> _Parts of the exercise_:
A: List every term that the offer letter defines in parentheses and quotation marks.
B: Transcribe the offer letter from "As an employee, you" to "your benefits package.".
C: Go on with the offer letter to James Steele from the point where it stops.
--- START OF Text segment ---
Audience, Inc. Offer Letter to James Steele for Vice President, Software Engineering Position

Summary

Audience, Inc. offers James Steele employment as Vice President, Software Engineering, contingent on the acquisition of Sensor Platforms, Inc. by July 15, 2014. The offer includes a $230,000 annual salary, a $70,000 performance bonus, continued benefits, and restricted stock units valued at $900,000 with specific vesting schedules. Employment is at-will, subject to background checks, and requires compliance with company policies, confidentiality, and invention assignment agreements. If the acquisition does not close by the deadline, the offer is void and current employment terms remain unchanged.

EX-10.24 2 d899397dex1024.htm EX-10.24 EX-10.24

 

Exhibit 10.24

June 16, 2014

James Steele

19360 Mountain Way

Los Gatos, CA 95030

Dear Jim,

As you know, Audience, Inc. (the “Company” or “Audience”) is in the process of acquiring your current employer, Sensor Platforms, Inc. (“Sensor Platforms”). We at the Company are very excited about the addition of Sensor Platforms, and in particular, we are looking forward to the addition of your experience and expertise in our newly combined Company. Please note that this offer is contingent upon the closing of the Company’s acquisition of Sensor Platforms (the “Closing”) occurring prior to July 15, 2014 (the “Deadline’’). If the Closing does not occur prior to the Deadline, then this offer of employment is void and your employment with Sensor Platforms will continue unchanged. If you accept this offer, your start date will be the Closing date.

I am pleased to offer you a position with Audience as Vice President, Software Engineering, reporting to Eitan Medina, Vice President, Engineering. If you decide to join us, your base salary will be $230,000 per year which will be paid semi-monthly in accordance with the Company’s normal payroll procedures. In addition, you will be eligible for a performance-based bonus target of $70,000 annually which will be prorated for the remainder of 2014.

As an employee, you will be eligible to continue to participate in your current employee welfare benefit plans at Sensor Platforms, and you will be offered participation in the Company’s 401(k) plan, in each case, subject to any eligibility requirements imposed by such plans. We expect there may be a transition period before you are eligible to participate in the Company’s employee benefit plans (typically as of January 1st of a new year) and the Company will schedule a meeting with you and other employees to discuss the details of any changes in your benefits package.
--- END OF Text segment ---
--- START OF Data segment ---
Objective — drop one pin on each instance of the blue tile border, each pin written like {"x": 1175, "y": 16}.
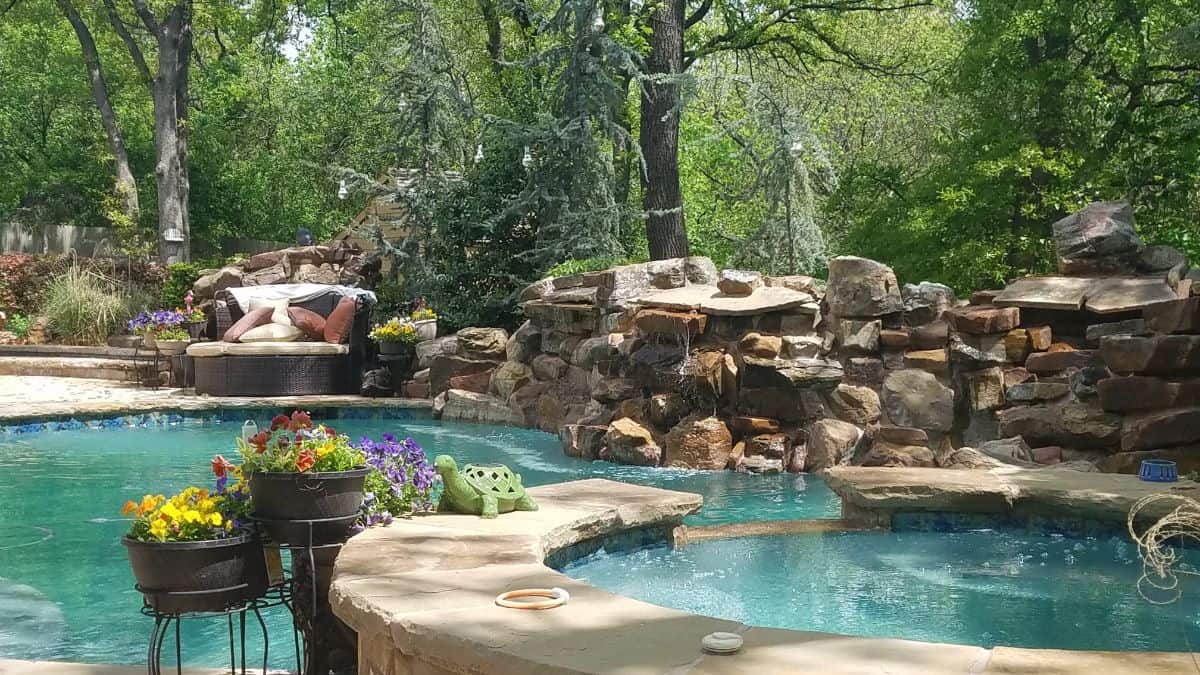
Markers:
{"x": 1031, "y": 524}
{"x": 175, "y": 418}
--- END OF Data segment ---
> _Task-by-task results_:
A:
Company
Audience
Sensor Platforms
Closing
Deadline

B:
As an employee, you will be eligible to continue to participate in your current employee welfare benefit plans at Sensor Platforms, and you will be offered participation in the Company’s 401(k) plan, in each case, subject to any eligibility requirements imposed by such plans. We expect there may be a transition period before you are eligible to participate in the Company’s employee benefit plans (typically as of January 1st of a new year) and the Company will schedule a meeting with you and other employees to discuss the details of any changes in your benefits package.

C:
Any vacation days that you have earned with Sensor Platforms will be honored by the Company. Your vacation balance with Sensor Platforms will be carried over to the Company, and subject to the Company’s vacation policies in effect from time to time. The Company will give you service credit for purposes of its vacation policy based on your hire date at Sensor Platforms. Under the Audience vacation policy, employees are entitled to accrue up to 12 days of paid vacation per calendar year, pro-rated for the remainder of this calendar year, plus one additional vacation day per full year of employment (including your time at Sensor Platforms). Vacation accrual is capped at 25 days. Vacation may not be taken before it is accrued. You should note that the Company may modify job titles, salaries and benefits from time to time as it deems necessary. By your signature below, you acknowledge and agree to the treatment of your accrued vacation in connection with the Closing.

 


 

Immediately prior to the Closing, you will receive a grants of restricted stock units having an aggregate value equal to $900,000 (the “RSUs”). For purposes of the RSUs, “value” will mean the closing price of Company common stock for the 10 trading days ending 2 days prior to the Closing. The RSU grants which will be granted under Sensor Platform’s equity incentive plan and assumed by Audience.

With regards to a portion of your RSUs having a value equal to $600,000 (the “Retention RSUs”), 1/3 of the shares subject to the Retention RSUs shall vest 12 months after the date your vesting begins (the “Vesting Start Date”), and the remaining Retention RSUs shall vest as to 1/3 on each annual anniversary of the Vesting Start Date thereafter, subject to your continuing to provide services to the Company through each vesting date.

With regards to a portion of your RSUs having a value equal to $300,000 (the “New Hire RSUs”), 1/4 of the shares subject to the New Hire RSUs shall vest 12 months after the Vesting Start Date, and the remaining New Hire RSUs shall vest over three years in equal 6 month tranches on each anniversary of the Vesting Start Date thereafter, subject to your continuing to provide services to the Company through each vesting date.

We anticipate that you will enter into an irrevocable election relating to the RSU to permit the payment of required taxes upon vesting of the RSUs. No right to any stock is earned or accrued until such time that vesting occurs, nor does a grant confer any right to continue vesting or employment.

Please note that you will be asked to enter into a change in control agreement for non-executive employees that will provide for accelerated vesting of 50% of then-unvested shares in connection with certain qualified terminations of employment following a change in control transaction of Audience. This summary is qualified in its entirety with the change in control agreement that you will enter into.

The Company is excited about your joining and looks forward to a beneficial and productive relationship. Nevertheless, you should be aware that your employment with the Company is for no specified period and constitutes at-will employment. As a result, you are free to resign at any time, for any reason or for no reason. Similarly, the Company is free to conclude its employment relationship with you at any time. with or without cause, and with or without notice. We request that, in the event of resignation, you give the Company at least two weeks notice.

The Company reserves the right to conduct background investigations and/or reference checks on all of its potential employees. Your job offer, therefore, is contingent upon a clearance of such a background investigation and/or reference check, if any.

For purposes of federal immigration law, you will be required to provide to the Company documentary evidence of your identity and eligibility for employment in the United States. Such documentation must be provided to us within three {3) business days of your date of hire, or our employment relationship with you may be terminated.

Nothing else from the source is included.